_WHAT THIS TASK INVOLVES_
Restate the complete material exactly.

Pointing dataset records

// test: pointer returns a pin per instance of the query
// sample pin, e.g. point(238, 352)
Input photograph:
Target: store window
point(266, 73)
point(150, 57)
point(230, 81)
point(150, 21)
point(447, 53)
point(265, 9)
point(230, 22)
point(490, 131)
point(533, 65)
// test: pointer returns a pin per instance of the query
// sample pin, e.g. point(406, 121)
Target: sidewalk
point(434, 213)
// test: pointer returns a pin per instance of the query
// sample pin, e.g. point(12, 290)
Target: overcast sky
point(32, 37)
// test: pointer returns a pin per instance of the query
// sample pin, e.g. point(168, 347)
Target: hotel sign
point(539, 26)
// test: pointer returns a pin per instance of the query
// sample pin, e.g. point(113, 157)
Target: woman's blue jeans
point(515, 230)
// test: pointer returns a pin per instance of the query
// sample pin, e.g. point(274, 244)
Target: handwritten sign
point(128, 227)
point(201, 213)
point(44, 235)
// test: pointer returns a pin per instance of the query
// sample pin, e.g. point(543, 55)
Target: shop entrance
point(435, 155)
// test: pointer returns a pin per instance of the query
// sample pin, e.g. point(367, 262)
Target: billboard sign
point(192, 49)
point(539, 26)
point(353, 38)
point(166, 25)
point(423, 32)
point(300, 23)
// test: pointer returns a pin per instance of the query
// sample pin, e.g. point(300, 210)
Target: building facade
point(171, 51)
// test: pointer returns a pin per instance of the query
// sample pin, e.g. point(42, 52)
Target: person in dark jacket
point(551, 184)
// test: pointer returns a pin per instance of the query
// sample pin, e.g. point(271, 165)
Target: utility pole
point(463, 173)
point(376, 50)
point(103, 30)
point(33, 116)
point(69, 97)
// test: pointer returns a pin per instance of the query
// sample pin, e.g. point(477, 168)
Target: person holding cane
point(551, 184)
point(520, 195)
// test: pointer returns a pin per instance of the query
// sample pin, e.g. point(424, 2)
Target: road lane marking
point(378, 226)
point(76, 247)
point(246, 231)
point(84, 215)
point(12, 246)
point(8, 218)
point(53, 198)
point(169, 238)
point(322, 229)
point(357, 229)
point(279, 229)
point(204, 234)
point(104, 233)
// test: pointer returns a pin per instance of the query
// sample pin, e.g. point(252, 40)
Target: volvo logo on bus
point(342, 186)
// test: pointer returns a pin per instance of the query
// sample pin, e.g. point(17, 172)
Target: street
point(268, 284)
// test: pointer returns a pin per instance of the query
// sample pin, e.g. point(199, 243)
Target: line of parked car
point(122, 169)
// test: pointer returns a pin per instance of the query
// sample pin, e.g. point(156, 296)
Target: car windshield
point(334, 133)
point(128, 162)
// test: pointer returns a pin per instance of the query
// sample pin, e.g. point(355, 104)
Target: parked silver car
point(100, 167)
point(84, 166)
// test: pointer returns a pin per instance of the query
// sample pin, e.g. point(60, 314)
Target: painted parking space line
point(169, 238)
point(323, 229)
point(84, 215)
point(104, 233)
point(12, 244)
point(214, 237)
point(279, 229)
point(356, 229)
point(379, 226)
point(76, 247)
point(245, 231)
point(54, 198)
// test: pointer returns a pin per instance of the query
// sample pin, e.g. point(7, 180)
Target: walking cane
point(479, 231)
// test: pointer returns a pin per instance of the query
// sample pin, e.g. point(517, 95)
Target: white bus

_TASK RESULT_
// test: pointer returns a pin per instance of the query
// sample pin, e.g. point(238, 352)
Input photograph:
Target: store window
point(266, 73)
point(150, 57)
point(230, 81)
point(150, 21)
point(447, 53)
point(265, 9)
point(230, 22)
point(490, 131)
point(533, 65)
// test: pointer returns a pin per instance of the query
// sample pin, e.g. point(406, 121)
Target: sidewalk
point(434, 213)
// test: pointer returns a pin per instance of the query
// sample pin, e.g. point(12, 290)
Target: overcast sky
point(32, 37)
// test: pointer returns a pin per instance of the query
// sample pin, e.g. point(168, 347)
Target: hotel sign
point(539, 26)
// test: pointer returns a pin per instance of the query
// sample pin, e.g. point(113, 157)
Target: woman's blue jeans
point(515, 230)
// test: pointer returns a pin per instance of the query
// sample pin, e.g. point(274, 244)
Target: handwritten sign
point(128, 227)
point(201, 213)
point(44, 235)
// test: pointer returns a pin per instance of the query
// sample pin, e.g. point(543, 55)
Target: shop entrance
point(435, 155)
// test: pointer returns a pin per instance of the query
// sample pin, e.g. point(367, 262)
Target: billboard sign
point(192, 49)
point(539, 26)
point(353, 38)
point(166, 25)
point(423, 32)
point(300, 23)
// test: pointer returns a pin per instance of the query
// sample pin, e.g. point(300, 210)
Target: building facade
point(171, 51)
// test: pointer returns a pin per instance of the query
// sample pin, e.g. point(42, 52)
Target: person in dark jacket
point(551, 184)
// test: pointer returns a pin per instance of the query
// sample pin, e.g. point(271, 165)
Target: utility pole
point(463, 173)
point(376, 50)
point(103, 30)
point(33, 116)
point(69, 97)
// test: pointer returns a pin per instance of the query
// sample pin, e.g. point(477, 168)
Target: person holding cane
point(551, 184)
point(520, 195)
// test: pointer returns a pin per instance of the query
// sample pin, e.g. point(424, 2)
Target: road lane marking
point(378, 226)
point(76, 247)
point(246, 231)
point(84, 215)
point(12, 246)
point(8, 218)
point(53, 198)
point(169, 238)
point(322, 229)
point(357, 229)
point(279, 229)
point(204, 234)
point(104, 233)
// test: pointer returns a pin per instance of the query
// sample pin, e.g. point(252, 40)
Target: volvo logo on bus
point(342, 186)
// test: pointer returns a pin per instance of the query
// sample pin, e.g. point(17, 172)
Target: street
point(268, 284)
// test: pointer returns a pin per instance of the query
// sample pin, e.g. point(199, 243)
Target: line of parked car
point(122, 169)
// test: pointer returns a pin per instance of the query
// sample pin, e.g. point(156, 296)
Target: car windshield
point(334, 133)
point(128, 162)
// test: pointer returns a pin per instance of the query
// sample pin, e.g. point(355, 104)
Target: parked silver car
point(100, 167)
point(84, 166)
// test: pointer returns a pin per instance of the query
// sample pin, e.g. point(60, 314)
Target: painted parking space line
point(169, 238)
point(323, 229)
point(84, 215)
point(104, 233)
point(12, 244)
point(214, 237)
point(279, 229)
point(356, 229)
point(379, 226)
point(76, 247)
point(245, 231)
point(54, 198)
// test: pointer returns a pin per instance of the query
// sample pin, e.g. point(7, 180)
Target: walking cane
point(479, 231)
// test: pointer returns a pin per instance of the query
// sample pin, e.g. point(517, 95)
Target: white bus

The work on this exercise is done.